*EXTRACTED TEXT:*
Background information
- Born: October 8, 1982 (age 43) Budapest, Hungary
- Genres: Jazz, alternative rock
- Occupation: Singer
- Years active: 2005–present
- Website: www.harcsaveronika.hu

= Veronika Harcsa =

Veronika Harcsa (born October 8, 1982, in Budapest, Hungary) is a Hungarian jazz singer and songwriter, known to be active in various musical genres. She has received the Hungarian Music Award for Best Jazz Album and Best Alternative Album.

==Career==
Harcsa began studying at Budapest University of Technology and Economics before switching to the Liszt Academy of Music, graduating in 2008. She earned her master's degree in 2014 from the Royal Conservatory of Brussels.

Her current main project is a duo with guitar player Balint Gyémánt. The duo attended the 2015 Jazzahead! meeting in Europe. Their second album, Tell Her, was released on Traumton Records in February 2017 to critical acclaim.

Veronika founded her first jazz band, a quartet, in 2005. Between 2006 and 2011, the group released four albums, two of which reached the top of the vocal jazz charts at Tower Records in Japan. Alongside her jazz career, she has gained success within the alternative music scene in Hungary, collaborating with the Erik Sumo Band and the Pannonia Allstars Ska Orchestra. She also featured on two albums of the experimental electronic trio Bin-Jip and in a musical and literary project based on works by the Hungarian avant-garde poet Lajos Kassák. She was awarded "Best Voice of Budapest Fringe" at the Budapest Fringe Festival in 2007.

In 2014, she became a permanent artist-in-residence at the Valley of Arts Festival in Kapolcs, Hungary, where she is responsible for the jazz program of the ten-day annual festival.

*EXERCISE:* Reproduce word for word the passage from the text on Veronika Harcsa starting at "Veronika Harcsa (born" and ending at "Best Alternative Album.". The lines after the text on Veronika Harcsa are separate material and have no connection to it.

*RECORDED DATA:*

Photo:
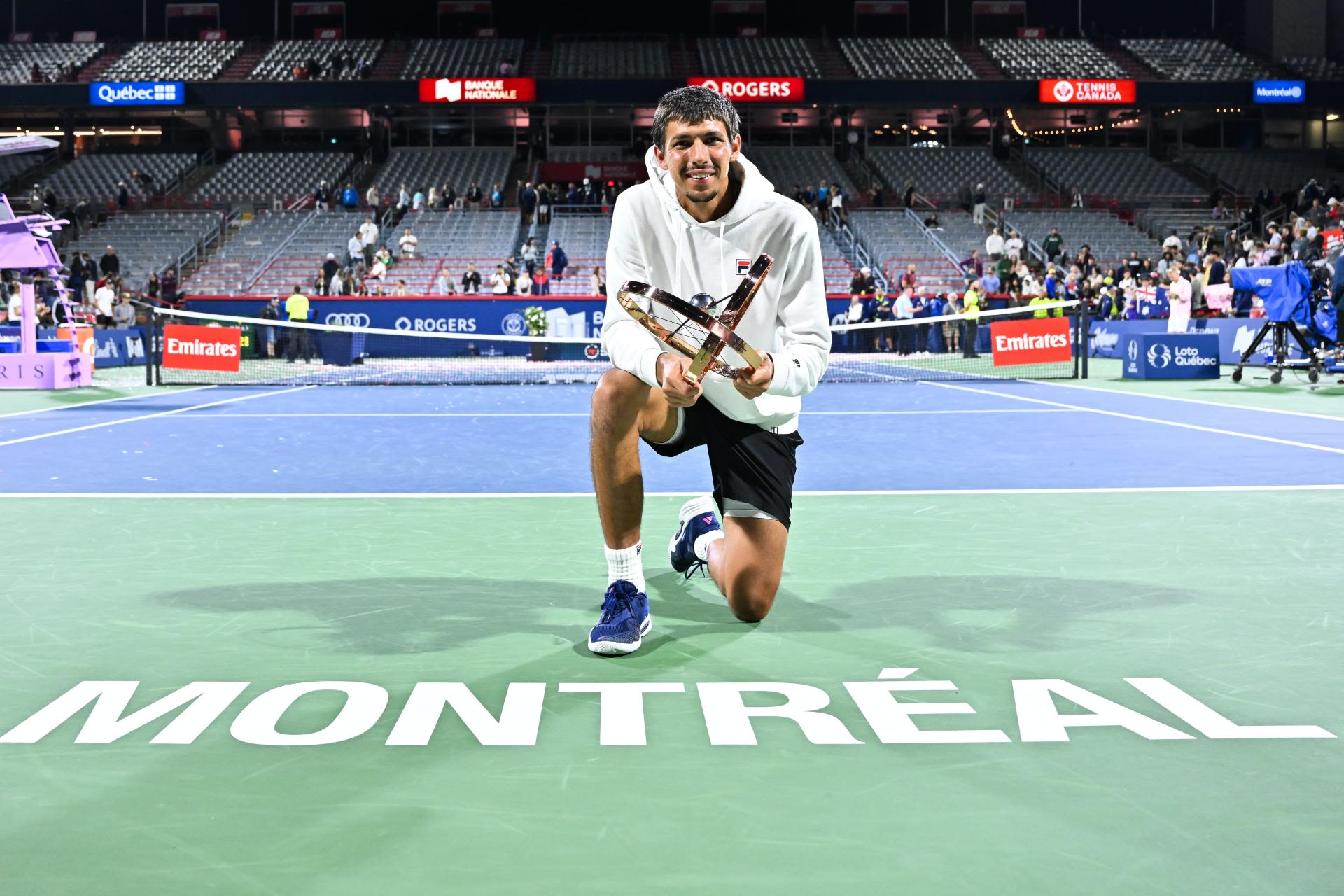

*ANSWER SPACE:*
Veronika Harcsa (born October 8, 1982, in Budapest, Hungary) is a Hungarian jazz singer and songwriter, known to be active in various musical genres. She has received the Hungarian Music Award for Best Jazz Album and Best Alternative Album.